■ Stated exercise
Place each line of the data below, from the line containing "the cabinet top" through the end of the data, both ends included, into a JSON list of strings, one string per line. Omit blank lines.

■ Listing
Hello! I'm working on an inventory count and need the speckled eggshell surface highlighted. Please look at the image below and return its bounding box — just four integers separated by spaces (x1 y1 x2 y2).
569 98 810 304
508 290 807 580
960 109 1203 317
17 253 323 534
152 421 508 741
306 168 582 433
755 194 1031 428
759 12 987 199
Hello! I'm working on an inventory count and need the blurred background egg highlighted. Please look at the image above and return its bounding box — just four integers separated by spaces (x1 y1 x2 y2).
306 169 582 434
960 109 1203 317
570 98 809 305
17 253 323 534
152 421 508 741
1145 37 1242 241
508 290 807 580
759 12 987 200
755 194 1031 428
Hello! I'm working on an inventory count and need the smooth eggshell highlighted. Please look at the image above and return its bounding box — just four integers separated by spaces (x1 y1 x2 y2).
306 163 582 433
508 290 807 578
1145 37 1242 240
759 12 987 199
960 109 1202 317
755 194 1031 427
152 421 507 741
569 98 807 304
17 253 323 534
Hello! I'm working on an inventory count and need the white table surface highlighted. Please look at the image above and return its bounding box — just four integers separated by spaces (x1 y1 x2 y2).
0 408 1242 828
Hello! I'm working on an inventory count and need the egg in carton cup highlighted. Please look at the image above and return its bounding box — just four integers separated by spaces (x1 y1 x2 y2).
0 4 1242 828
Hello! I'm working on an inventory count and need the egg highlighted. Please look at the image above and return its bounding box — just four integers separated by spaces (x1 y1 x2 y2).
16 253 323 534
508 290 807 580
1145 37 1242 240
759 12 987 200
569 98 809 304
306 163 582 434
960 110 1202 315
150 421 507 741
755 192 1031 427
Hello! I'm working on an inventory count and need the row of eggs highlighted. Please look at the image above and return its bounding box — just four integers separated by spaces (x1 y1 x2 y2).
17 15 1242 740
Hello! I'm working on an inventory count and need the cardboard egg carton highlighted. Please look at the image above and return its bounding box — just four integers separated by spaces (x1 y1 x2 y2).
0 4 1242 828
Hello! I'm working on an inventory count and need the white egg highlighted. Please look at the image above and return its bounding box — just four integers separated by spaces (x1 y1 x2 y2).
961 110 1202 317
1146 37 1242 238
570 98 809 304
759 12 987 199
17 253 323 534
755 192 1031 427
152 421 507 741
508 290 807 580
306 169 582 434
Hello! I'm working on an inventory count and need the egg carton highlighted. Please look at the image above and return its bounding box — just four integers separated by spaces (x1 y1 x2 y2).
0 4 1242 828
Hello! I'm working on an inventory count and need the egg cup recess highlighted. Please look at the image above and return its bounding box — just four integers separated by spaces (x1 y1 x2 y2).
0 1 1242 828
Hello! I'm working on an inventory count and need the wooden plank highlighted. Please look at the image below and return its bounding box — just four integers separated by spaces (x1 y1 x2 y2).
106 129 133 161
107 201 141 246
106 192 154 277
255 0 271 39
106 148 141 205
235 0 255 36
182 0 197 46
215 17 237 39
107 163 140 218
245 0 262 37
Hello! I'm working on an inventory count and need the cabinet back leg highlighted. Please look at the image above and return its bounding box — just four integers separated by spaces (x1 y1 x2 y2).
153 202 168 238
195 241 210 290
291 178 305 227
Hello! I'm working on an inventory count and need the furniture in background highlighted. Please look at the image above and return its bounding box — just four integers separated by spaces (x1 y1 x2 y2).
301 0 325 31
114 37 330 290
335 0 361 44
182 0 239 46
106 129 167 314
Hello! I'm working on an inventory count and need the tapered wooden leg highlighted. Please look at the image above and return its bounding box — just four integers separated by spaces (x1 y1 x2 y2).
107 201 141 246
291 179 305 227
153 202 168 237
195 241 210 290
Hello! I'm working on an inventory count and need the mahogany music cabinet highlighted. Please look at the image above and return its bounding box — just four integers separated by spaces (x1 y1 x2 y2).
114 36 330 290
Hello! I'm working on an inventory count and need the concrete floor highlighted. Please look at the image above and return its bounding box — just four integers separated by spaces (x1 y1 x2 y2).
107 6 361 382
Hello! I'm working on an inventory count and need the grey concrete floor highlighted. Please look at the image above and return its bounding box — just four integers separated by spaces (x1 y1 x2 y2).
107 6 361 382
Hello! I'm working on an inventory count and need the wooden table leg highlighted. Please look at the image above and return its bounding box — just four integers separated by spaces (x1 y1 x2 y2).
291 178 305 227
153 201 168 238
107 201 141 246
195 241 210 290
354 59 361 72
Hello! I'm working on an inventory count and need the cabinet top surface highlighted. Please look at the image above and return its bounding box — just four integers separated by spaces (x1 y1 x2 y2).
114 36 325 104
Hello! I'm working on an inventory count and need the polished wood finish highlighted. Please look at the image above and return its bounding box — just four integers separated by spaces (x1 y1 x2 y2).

■ Exercise output
[
  "Hello! I'm working on an inventory count and need the cabinet top surface highlighted. Please look at the image above and return its bounding box — just four integers separated by spaces (x1 y1 x2 y2).",
  "114 36 325 104",
  "Hello! I'm working on an inventory count and need the polished wood finish highlighted. Please look at the image above and return its bounding box — just four integers separated by spaces (x1 y1 x2 y2)."
]